→ **Trecho selecionado**:
Para Marilena Chauí, Ecléa representava a coerência permanente, "voz tensa como um sino de onde saltam badaladas de esperança" - Marcos Santos/USP Imagens

Ecléa Bosi declarou, em uma entrevista de 2012, que considerava o "enraizamento", em um espaço ou em uma comunidade, um direito humano fundamental. "O desenraizamento a que nos obriga a vida moderna é uma condição desagregadora da memória", afirmou a psicóloga e escritora, que morreu nessa segunda-feira (10), aos 80 anos, em consequência de um ataque cardíaco.

A professora era casada com o crítico e historiador Alfredo Bosi. Deixou dois filhos, os também professores Viviana e José Alfredo, e dois netos. O velório foi realizado no Cemitério São Paulo (Rua Cardeal Arcoverde, 1.250, em Pinheiros, na zona oeste de São Paulo) e o sepultamento ocorreu nesta terça-feira (11), às 9h.

A Reitoria da Universidade de São Paulo (USP) decretou três dias de luto oficial. Foi ali que Ecléa graduou-se em Psicologia em 1966, com mestrado e doutorado em Psicologia Social na mesma instituição. Era professora emérita da USP.

→ **Dados disponíveis**:
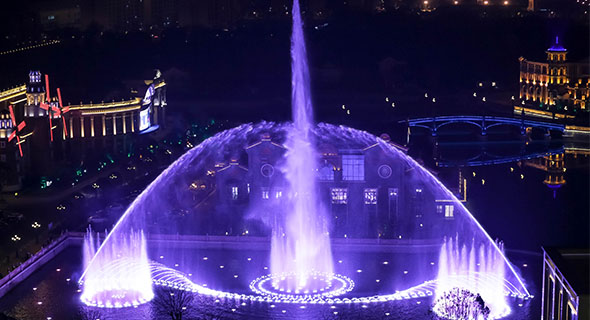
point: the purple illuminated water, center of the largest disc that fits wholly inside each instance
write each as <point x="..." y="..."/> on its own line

→ **Requisitos do exercício**:
A. Pode transcrever palavra por palavra o trecho sobre Ecléa Bosi, tudo desde "A professora era" até "(11), às 9h."?
B. Segundo o trecho sobre Ecléa Bosi, quantos dias de luto oficial a Reitoria da USP decretou?

→ **Respostas do exercício**:
A.
A professora era casada com o crítico e historiador Alfredo Bosi. Deixou dois filhos, os também professores Viviana e José Alfredo, e dois netos. O velório foi realizado no Cemitério São Paulo (Rua Cardeal Arcoverde, 1.250, em Pinheiros, na zona oeste de São Paulo) e o sepultamento ocorreu nesta terça-feira (11), às 9h.

B. Três dias.